» Your objective:
Revise the data below by changing every "find-object" to "locate-object" and keeping all other text identical.

--- begin Data to process ---

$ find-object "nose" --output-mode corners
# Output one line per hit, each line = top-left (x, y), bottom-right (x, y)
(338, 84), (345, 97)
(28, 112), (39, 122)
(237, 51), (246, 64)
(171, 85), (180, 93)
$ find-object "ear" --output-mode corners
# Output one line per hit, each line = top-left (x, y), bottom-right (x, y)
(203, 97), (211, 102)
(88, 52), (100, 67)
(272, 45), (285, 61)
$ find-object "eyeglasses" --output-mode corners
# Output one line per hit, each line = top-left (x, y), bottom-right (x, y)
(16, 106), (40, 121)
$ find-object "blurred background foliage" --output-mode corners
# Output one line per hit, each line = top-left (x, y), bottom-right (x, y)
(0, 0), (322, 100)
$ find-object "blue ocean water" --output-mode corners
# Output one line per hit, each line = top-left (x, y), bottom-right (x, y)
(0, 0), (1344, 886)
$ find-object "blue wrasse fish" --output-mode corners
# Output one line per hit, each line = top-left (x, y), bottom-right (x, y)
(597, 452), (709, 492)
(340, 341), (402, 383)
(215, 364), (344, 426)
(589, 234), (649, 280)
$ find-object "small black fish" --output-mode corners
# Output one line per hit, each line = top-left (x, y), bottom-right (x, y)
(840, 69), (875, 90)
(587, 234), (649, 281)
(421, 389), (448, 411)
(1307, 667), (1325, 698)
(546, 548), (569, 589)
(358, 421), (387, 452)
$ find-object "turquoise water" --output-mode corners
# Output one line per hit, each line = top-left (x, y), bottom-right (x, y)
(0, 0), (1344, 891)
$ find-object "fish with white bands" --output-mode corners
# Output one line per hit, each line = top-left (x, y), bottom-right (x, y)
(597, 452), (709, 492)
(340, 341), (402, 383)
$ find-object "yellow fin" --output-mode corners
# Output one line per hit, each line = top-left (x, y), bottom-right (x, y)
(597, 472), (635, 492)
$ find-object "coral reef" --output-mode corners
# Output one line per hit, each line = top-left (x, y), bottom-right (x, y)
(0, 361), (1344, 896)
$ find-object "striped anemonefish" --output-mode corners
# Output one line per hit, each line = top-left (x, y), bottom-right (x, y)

--- end Data to process ---

» Solution for this problem:
$ locate-object "nose" --output-mode corners
# Output one line per hit, each line = top-left (x, y), bottom-right (x, y)
(338, 84), (345, 97)
(28, 112), (39, 122)
(237, 51), (246, 64)
(171, 85), (180, 93)
$ locate-object "ear" --output-mode corners
# Output one line per hit, each line = top-left (x, y), bottom-right (x, y)
(203, 97), (211, 102)
(88, 52), (100, 67)
(272, 45), (285, 61)
$ locate-object "eyeglasses" --output-mode corners
# Output one line per hit, each line = top-left (x, y), bottom-right (x, y)
(16, 106), (40, 121)
$ locate-object "blurred background foliage" --output-mode corners
# Output one line per hit, each line = top-left (x, y), bottom-right (x, y)
(0, 0), (322, 100)
$ locate-object "blue ocean water" --output-mode corners
# Output one line per hit, each line = top-left (x, y), bottom-right (x, y)
(0, 0), (1344, 886)
$ locate-object "blue wrasse fish" --output-mode corners
# Output one line per hit, each line = top-left (x, y), bottom-right (x, y)
(597, 452), (709, 492)
(340, 341), (402, 383)
(215, 364), (344, 426)
(589, 234), (649, 280)
$ locate-object "small black fish" --output-mode corners
# Output one line per hit, each line = top-left (x, y), bottom-right (x, y)
(840, 69), (875, 90)
(587, 234), (649, 281)
(421, 389), (448, 411)
(1307, 667), (1325, 698)
(546, 548), (569, 589)
(358, 421), (387, 452)
$ locate-object "turquoise water" --output-mode corners
# Output one line per hit, each line = top-left (x, y), bottom-right (x, y)
(0, 0), (1344, 891)
$ locate-object "fish with white bands" --output-mode corners
# Output one line per hit, each line = top-left (x, y), bottom-right (x, y)
(597, 452), (709, 492)
(340, 341), (402, 383)
$ locate-object "yellow fin" --output-mode corners
# Output one line per hit, each line = top-left (x, y), bottom-right (x, y)
(597, 472), (635, 492)
$ locate-object "coral reef" --output-mode corners
# Output one line per hit, each line = top-left (x, y), bottom-right (x, y)
(0, 361), (1344, 896)
$ locate-object "striped anemonefish" --output-mode corners
# Output one line per hit, each line = top-left (x, y), bottom-right (x, y)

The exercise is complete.